→ WHAT IS ASKED: Filter the items that follow down to the lines containing the string "below", and copy each of those lines in full.

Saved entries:
____________

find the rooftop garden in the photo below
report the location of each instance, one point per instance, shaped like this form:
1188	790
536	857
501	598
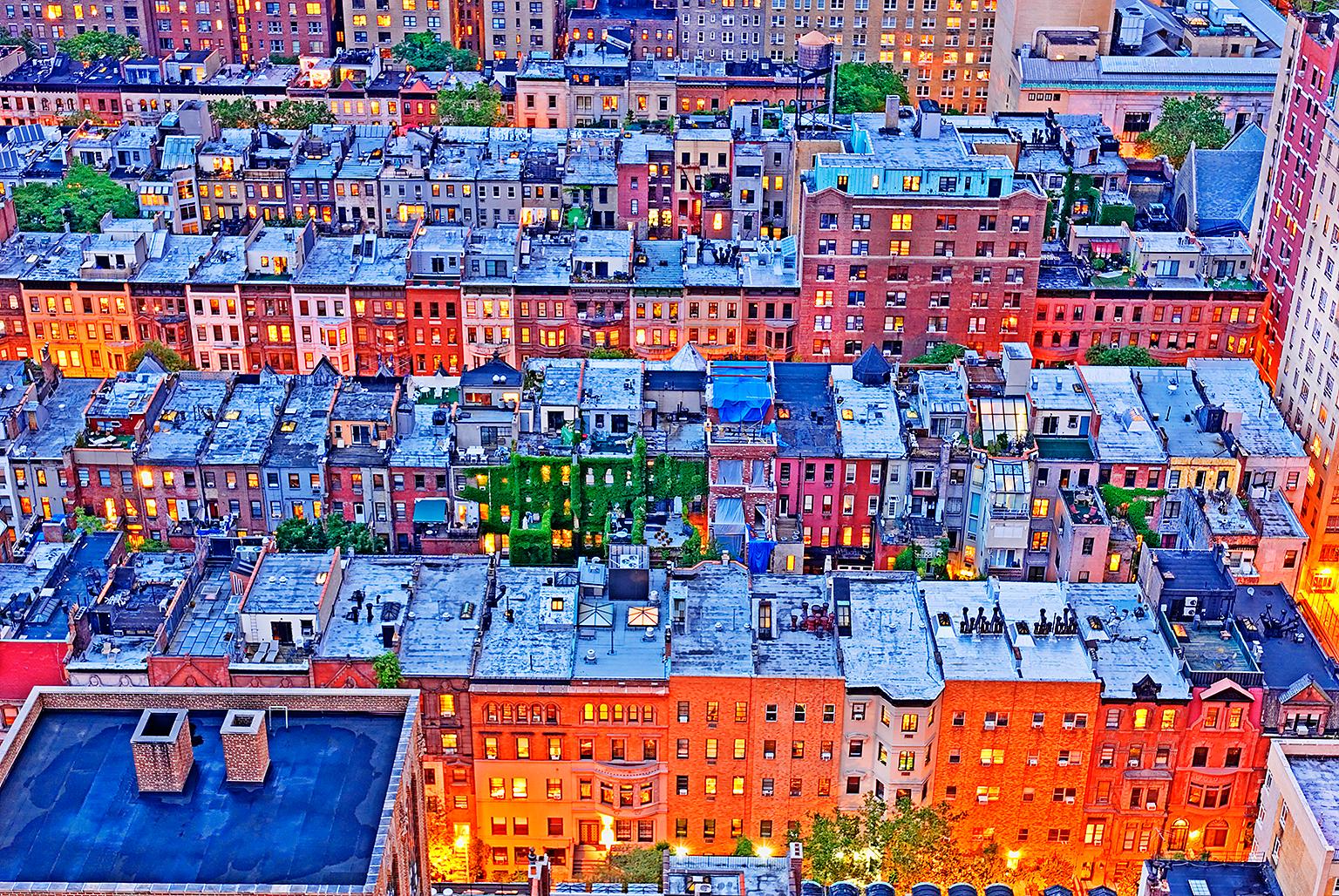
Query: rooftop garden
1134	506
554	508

____________

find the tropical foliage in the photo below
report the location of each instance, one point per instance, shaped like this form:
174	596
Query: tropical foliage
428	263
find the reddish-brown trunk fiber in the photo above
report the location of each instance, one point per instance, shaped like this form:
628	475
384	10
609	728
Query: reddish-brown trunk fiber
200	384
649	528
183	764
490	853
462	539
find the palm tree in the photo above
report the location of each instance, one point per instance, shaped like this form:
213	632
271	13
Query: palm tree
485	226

____________

→ SOLUTION TO THE PROBLEM:
find the rooftop garden in the photo below
find the tropical foliage in the photo below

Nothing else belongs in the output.